→ **Task details**
In the entries below, reproduce verbatim every line from the one containing "- **Object to detect**: the fence post" to the one containing "top-left (27, 104), bottom-right (33, 195)", including both of those lines.

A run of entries
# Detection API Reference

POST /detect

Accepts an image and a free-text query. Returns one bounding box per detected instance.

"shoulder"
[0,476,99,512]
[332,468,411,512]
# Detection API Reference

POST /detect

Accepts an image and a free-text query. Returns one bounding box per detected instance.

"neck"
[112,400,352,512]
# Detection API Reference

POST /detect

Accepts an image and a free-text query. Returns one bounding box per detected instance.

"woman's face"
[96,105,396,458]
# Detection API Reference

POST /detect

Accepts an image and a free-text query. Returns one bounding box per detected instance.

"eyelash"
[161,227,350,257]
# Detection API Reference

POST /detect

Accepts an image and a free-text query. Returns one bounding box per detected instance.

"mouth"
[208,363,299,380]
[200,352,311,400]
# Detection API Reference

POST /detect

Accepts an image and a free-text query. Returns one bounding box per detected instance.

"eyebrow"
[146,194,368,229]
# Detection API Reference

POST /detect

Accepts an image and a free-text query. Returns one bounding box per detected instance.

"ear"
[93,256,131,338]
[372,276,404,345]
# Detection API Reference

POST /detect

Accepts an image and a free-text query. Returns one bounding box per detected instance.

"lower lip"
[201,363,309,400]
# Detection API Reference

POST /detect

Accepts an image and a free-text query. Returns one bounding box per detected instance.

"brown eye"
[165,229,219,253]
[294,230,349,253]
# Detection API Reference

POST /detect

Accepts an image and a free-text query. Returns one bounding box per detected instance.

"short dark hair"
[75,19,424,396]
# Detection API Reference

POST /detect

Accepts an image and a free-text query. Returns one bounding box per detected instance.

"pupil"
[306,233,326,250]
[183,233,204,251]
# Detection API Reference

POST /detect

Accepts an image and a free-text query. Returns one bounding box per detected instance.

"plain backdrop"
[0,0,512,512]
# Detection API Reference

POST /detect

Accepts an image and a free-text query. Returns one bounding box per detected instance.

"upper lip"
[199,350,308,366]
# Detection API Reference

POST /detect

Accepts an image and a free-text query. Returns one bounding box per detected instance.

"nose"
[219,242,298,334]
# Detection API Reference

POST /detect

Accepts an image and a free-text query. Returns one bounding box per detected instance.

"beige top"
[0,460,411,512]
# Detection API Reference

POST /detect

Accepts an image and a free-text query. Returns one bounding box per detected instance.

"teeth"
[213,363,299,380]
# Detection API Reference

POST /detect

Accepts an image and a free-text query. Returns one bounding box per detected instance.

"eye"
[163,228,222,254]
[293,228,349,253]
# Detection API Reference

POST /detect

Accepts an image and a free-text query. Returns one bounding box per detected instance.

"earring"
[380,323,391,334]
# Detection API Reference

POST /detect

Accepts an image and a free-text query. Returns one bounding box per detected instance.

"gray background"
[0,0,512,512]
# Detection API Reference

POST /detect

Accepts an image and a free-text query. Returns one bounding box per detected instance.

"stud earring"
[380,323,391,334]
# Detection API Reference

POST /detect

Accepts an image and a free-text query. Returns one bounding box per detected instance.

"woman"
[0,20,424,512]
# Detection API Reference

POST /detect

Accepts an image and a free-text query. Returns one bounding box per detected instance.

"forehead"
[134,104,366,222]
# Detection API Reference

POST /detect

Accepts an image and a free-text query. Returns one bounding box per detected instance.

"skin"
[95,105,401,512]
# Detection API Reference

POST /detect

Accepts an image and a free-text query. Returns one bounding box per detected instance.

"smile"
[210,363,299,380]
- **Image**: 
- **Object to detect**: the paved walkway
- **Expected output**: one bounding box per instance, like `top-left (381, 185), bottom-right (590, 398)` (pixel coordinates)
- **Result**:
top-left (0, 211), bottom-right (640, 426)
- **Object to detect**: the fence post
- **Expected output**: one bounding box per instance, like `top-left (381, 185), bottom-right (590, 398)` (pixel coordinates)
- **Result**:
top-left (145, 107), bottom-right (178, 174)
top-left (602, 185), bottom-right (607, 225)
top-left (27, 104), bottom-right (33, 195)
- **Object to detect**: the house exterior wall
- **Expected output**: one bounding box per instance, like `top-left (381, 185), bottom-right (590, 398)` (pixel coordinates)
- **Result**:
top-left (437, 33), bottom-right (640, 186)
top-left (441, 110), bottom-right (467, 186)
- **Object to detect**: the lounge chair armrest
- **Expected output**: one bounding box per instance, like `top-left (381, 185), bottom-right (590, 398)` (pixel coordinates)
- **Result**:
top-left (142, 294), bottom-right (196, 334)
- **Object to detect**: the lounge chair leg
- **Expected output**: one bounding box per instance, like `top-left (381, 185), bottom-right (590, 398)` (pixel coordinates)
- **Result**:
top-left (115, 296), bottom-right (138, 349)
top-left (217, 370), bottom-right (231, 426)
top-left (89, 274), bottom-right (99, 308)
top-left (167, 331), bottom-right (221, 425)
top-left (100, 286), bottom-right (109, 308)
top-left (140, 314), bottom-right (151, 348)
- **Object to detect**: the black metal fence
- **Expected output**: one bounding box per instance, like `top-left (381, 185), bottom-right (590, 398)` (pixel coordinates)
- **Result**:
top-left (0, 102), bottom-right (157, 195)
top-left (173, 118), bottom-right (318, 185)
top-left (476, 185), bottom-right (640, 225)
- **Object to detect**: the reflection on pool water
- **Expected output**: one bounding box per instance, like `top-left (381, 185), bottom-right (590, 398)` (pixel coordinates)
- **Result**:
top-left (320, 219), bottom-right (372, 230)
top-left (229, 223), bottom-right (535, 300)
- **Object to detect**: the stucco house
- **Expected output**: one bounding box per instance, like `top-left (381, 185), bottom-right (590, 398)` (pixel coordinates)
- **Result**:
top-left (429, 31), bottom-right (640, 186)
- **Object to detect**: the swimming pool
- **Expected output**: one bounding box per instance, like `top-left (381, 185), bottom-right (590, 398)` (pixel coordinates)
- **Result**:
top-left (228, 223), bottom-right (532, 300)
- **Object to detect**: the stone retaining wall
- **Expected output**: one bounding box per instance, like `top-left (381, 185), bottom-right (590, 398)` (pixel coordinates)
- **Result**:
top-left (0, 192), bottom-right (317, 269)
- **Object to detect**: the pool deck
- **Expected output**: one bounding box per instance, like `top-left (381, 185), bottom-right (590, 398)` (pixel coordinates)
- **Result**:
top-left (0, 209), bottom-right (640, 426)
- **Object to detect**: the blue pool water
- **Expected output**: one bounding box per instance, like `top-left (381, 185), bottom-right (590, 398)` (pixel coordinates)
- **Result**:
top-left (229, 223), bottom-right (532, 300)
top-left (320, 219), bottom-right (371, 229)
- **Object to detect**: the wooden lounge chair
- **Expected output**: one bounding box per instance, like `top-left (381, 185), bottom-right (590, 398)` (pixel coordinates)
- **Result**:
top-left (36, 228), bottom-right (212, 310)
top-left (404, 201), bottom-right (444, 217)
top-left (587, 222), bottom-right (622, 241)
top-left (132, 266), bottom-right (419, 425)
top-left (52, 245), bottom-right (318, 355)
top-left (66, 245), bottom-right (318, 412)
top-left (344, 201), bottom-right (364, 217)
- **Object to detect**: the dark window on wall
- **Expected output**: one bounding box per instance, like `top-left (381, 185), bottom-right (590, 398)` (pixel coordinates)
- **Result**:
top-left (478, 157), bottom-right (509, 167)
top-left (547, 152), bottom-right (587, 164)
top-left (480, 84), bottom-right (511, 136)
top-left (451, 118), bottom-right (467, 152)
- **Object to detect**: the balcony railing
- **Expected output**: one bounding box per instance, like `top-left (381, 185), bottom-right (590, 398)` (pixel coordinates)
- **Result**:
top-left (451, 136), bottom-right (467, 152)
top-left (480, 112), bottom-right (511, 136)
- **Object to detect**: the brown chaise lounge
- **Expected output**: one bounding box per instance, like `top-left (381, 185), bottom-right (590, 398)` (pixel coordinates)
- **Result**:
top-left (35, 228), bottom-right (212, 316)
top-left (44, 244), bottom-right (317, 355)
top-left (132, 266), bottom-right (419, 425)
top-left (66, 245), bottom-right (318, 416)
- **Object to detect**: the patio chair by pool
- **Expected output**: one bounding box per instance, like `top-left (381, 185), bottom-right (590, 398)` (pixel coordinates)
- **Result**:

→ **Result for this exercise**
- **Object to detect**: the fence post
- **Expected output**: one bounding box per instance, like `top-left (381, 185), bottom-right (590, 398)` (pixel coordinates)
- **Result**:
top-left (145, 107), bottom-right (178, 174)
top-left (602, 185), bottom-right (607, 225)
top-left (27, 104), bottom-right (33, 195)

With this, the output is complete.